* _TEXTO FORNECIDO_
>>>

A presença crescente dos bebês reborn na vida adulta exige uma reflexão: quando o acolhimento simbólico se transforma em obstáculo para a saúde emocional? Em um mundo onde a solidão, o luto e as perdas emocionais se tornaram ainda mais intensos, os chamados bebês reborn — bonecos hiper-realistas que imitam com precisão um recém-nascido — ganharam um novo status. Mais do que brinquedos, passaram a ser companheiros de adultos que, em muitas situações, enfrentam lutos, traumas ou dores relacionadas à maternidade.
Ainda que, à primeira vista, o ato de adotar um bebê reborn possa parecer um recurso inofensivo para oferecer acolhimento emocional, a psicologia clínica adverte: quando essa substituição simbólica se torna prolongada ou intensa demais, há risco de prejuízos significativos para a saúde mental. Os bebês reborn, em certos contextos, funcionam como objetos transicionais, ou seja, elementos que ajudam a lidar com a dor emocional. No entanto, se esse vínculo se cristaliza, impedindo a pessoa de elaborar suas perdas ou seguir com a vida real, entramos em um campo de patologização do luto e da negação da realidade.

<<<

* _DADOS FORNECIDOS_
>>>

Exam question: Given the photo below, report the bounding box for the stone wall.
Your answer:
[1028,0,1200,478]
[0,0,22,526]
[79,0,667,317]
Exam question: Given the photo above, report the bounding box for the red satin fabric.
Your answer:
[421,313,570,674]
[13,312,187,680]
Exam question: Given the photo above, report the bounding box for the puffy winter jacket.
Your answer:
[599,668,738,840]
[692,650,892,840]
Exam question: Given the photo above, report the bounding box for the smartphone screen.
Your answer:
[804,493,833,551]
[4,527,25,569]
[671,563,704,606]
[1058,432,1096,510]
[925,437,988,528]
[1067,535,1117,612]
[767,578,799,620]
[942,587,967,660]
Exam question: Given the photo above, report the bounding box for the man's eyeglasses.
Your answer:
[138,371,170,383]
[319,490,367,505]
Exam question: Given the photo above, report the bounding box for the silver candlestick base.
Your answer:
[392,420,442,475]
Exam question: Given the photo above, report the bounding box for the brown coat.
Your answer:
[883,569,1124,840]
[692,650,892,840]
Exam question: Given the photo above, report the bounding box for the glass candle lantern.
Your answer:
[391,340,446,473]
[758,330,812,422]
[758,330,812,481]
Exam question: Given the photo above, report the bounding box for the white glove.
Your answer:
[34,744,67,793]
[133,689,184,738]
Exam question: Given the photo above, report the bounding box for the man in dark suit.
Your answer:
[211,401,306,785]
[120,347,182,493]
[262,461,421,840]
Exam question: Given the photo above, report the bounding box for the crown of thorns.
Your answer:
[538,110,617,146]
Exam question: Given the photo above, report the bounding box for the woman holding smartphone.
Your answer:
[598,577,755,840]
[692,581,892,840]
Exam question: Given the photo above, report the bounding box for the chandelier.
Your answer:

<<<
>>>

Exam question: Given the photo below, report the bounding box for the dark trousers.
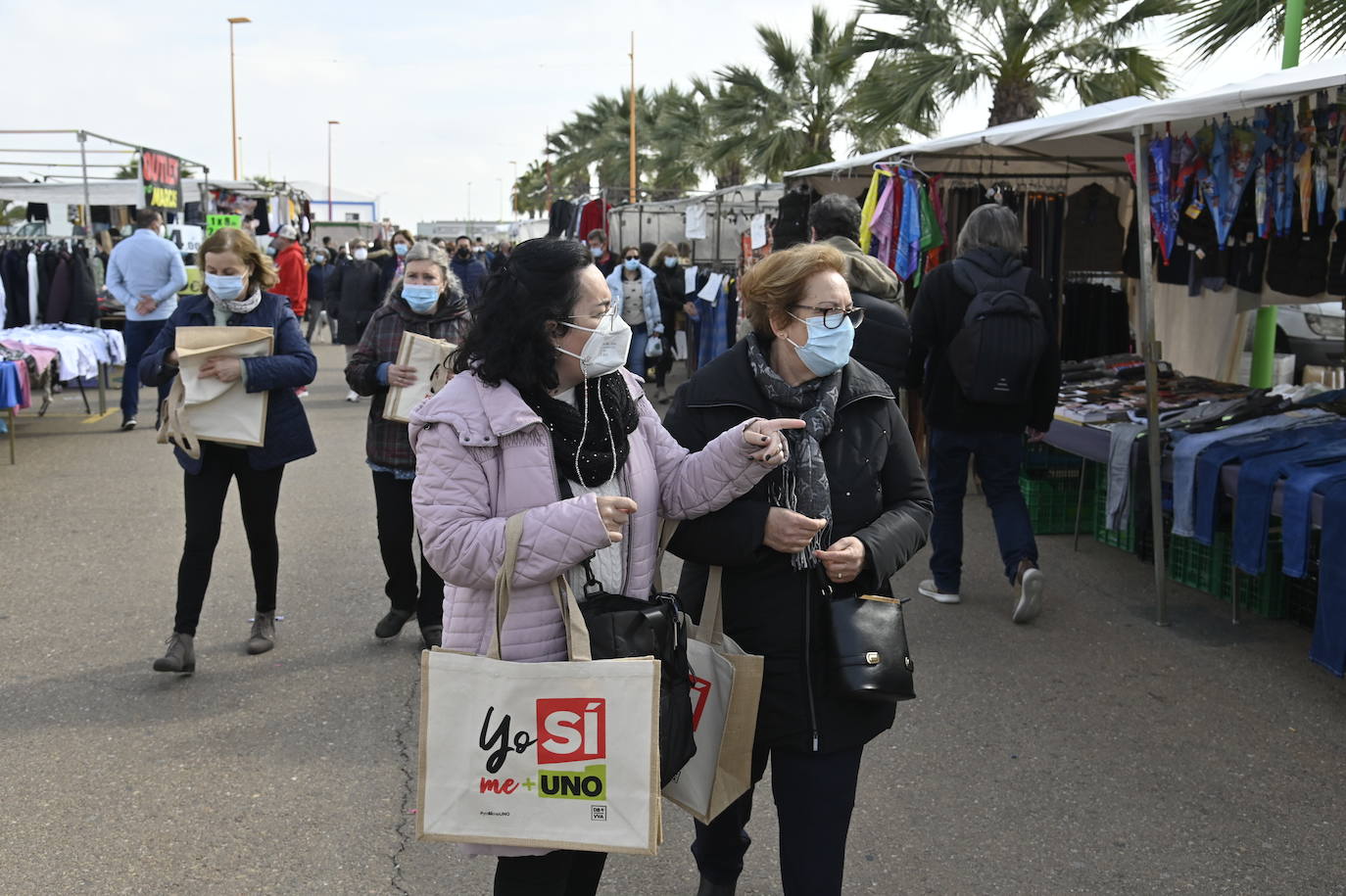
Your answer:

<<<

* _TAREFA SOLICITADA 1_
Reproduza fielmente o trecho do texto sobre os bebês reborn que começa em "Ainda que, à" e termina em "negação da realidade.".
* _TAREFA SOLICITADA 2_
Dê prosseguimento ao texto sobre os bebês reborn a partir do ponto em que ele para.
Os itens não entram em nada disso.

* _RESULTADO 1_
Ainda que, à primeira vista, o ato de adotar um bebê reborn possa parecer um recurso inofensivo para oferecer acolhimento emocional, a psicologia clínica adverte: quando essa substituição simbólica se torna prolongada ou intensa demais, há risco de prejuízos significativos para a saúde mental. Os bebês reborn, em certos contextos, funcionam como objetos transicionais, ou seja, elementos que ajudam a lidar com a dor emocional. No entanto, se esse vínculo se cristaliza, impedindo a pessoa de elaborar suas perdas ou seguir com a vida real, entramos em um campo de patologização do luto e da negação da realidade.

* _RESULTADO 2_
Um dos exemplos mais delicados envolve mulheres que enfrentam dificuldades para engravidar. Nesses casos, o uso do bebê reborn pode inicialmente aliviar o sofrimento. Entretanto, se o vínculo se transforma em uma fixação, substituindo de forma permanente a busca por elaborações emocionais mais profundas, surgem riscos de agravar quadros como depressão, transtornos de ansiedade ou até transtornos dissociativos.

Outro ponto de atenção é a solidão contemporânea, que favorece o surgimento de vínculos intensos com objetos inanimados como forma de suprir necessidades afetivas. É compreensível que, diante da falta de suporte social ou familiar, a pessoa busque alternativas emocionais. Mas é essencial que haja acompanhamento psicológico para garantir que o bebê reborn não se torne um substituto permanente para relações humanas.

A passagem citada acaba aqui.